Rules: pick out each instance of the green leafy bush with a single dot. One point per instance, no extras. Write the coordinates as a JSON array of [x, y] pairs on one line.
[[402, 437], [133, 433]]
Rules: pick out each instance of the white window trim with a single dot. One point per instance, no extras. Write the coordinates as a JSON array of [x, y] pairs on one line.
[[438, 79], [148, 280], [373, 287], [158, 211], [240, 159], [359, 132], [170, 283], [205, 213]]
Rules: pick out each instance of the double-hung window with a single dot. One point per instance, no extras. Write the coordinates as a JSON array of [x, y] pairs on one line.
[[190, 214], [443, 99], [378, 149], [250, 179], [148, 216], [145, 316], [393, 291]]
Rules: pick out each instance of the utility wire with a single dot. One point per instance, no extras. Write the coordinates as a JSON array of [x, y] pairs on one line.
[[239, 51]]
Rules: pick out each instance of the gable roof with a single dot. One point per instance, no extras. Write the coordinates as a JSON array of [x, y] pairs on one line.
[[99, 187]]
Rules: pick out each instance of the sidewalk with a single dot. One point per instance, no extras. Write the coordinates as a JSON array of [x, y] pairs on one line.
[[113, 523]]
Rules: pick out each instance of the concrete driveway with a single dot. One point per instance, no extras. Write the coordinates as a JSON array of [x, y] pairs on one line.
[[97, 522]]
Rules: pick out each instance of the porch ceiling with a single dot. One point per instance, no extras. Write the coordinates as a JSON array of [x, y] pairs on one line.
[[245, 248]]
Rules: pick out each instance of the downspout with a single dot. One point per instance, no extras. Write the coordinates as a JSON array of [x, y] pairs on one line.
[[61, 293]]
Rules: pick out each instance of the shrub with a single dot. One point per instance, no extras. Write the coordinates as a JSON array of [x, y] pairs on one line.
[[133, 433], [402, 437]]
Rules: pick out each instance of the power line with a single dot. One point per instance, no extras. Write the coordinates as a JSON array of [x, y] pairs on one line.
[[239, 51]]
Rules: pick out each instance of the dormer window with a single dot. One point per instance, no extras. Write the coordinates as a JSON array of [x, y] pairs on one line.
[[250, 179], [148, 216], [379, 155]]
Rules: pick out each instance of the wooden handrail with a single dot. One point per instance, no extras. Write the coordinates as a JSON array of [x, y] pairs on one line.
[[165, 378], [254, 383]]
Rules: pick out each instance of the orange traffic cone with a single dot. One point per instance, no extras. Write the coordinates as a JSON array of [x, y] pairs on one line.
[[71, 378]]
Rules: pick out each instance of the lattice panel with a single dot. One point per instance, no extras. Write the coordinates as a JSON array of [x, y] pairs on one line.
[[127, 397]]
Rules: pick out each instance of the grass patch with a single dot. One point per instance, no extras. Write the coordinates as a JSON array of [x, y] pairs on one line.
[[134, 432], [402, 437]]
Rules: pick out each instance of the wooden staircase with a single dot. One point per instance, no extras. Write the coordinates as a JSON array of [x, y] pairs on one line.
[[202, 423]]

---------------

== THE PROBLEM ==
Each record is to be given again in full, exactly as it reads.

== WRITTEN SOLUTION ==
Rules: pick out each instance of the green leafy bush with a single dot. One point per instance, no extras. Write the coordinates as a JSON array of [x, y] pairs on one line.
[[402, 437], [133, 433]]
Rules: pick out each instance of the white window trim with a single dot. One point per instance, no extras. Write the coordinates as a JSON array of [x, y] pairs on one line.
[[438, 79], [148, 280], [373, 287], [158, 211], [240, 159], [359, 132], [170, 283], [205, 213]]
Rules: pick out each instance of the double-hung window with a single dot. One point per instance, no extras. Write the coordinates as a JSON array of [x, y] pairs on one line.
[[190, 214], [443, 99], [378, 149], [250, 179], [148, 216], [145, 316], [393, 291]]
Rules: pick out each instance of the utility wire with a single dot. One point per instance, no extras. Write the coordinates as a JSON array of [x, y] pairs on one line.
[[239, 51]]
Rules: pick out each instance of the gable roof with a single dot. One point per instance, no extras. Write the coordinates as a JSON array of [x, y] pairs on one line.
[[99, 187]]
Rules: pick out each instance of the sidewalk with a single dot. One point per instance, no extras. Write the coordinates as a JSON array of [x, y] pairs on one line.
[[113, 523]]
Rules: pick out each instance of the concrete driveway with a single dot. One point per instance, no extras. Write the coordinates as a JSON array of [x, y] pairs on one line.
[[97, 522]]
Rules: pick out each instance of the porch ceiling with a single dot. One point per instance, no extras. Write the coordinates as a JSON array of [x, y] pairs on one line.
[[245, 248]]
Rules: pick out each instance of the downspout with a single dot. One point per instance, no extras. Write the coordinates as a JSON array of [x, y] pairs on one line.
[[61, 293]]
Rules: pick out each instance of the shrub with a single dot. One point per instance, no extras. Write the coordinates as a JSON array of [x, y] pairs on one line.
[[133, 433], [402, 437]]
Rules: pick out each instance of the power line with a single dot. One point per instance, no extras. Write the coordinates as a JSON array of [x, y] pairs on one line.
[[239, 51]]
Rules: pick out each instance of the dormer window with a single dot. One point per instance, no extras. Write the coordinates as a JSON array of [x, y] pairs on one line.
[[250, 179], [148, 216], [379, 155]]
Rules: pick out each instance of the wooden handrail with a single dot. One point per instance, no extras. Write the coordinates as a JSON array of [x, y] pairs on one line.
[[165, 378], [254, 383]]
Rules: pick out each instance of the orange traffic cone with a single dot. One point per instance, no extras. Write the coordinates as a JSON array of [x, y] pairs on one line.
[[71, 378]]
Rules: pick out each instance of the lattice panel with a single dot. One point per instance, no extras. Write the coordinates as a JSON array of [x, y] pairs on one line.
[[127, 397]]
Rules: pick out each instance of the grass patch with a single dot. One point per instance, no extras. Write the coordinates as a JSON array of [x, y] pairs on one line.
[[134, 432], [402, 437]]
Rules: pick out each instance of the wooden staircase with a single dot. One point per instance, no extras. Write the coordinates as a JSON array of [x, y] pairs on one line.
[[202, 423]]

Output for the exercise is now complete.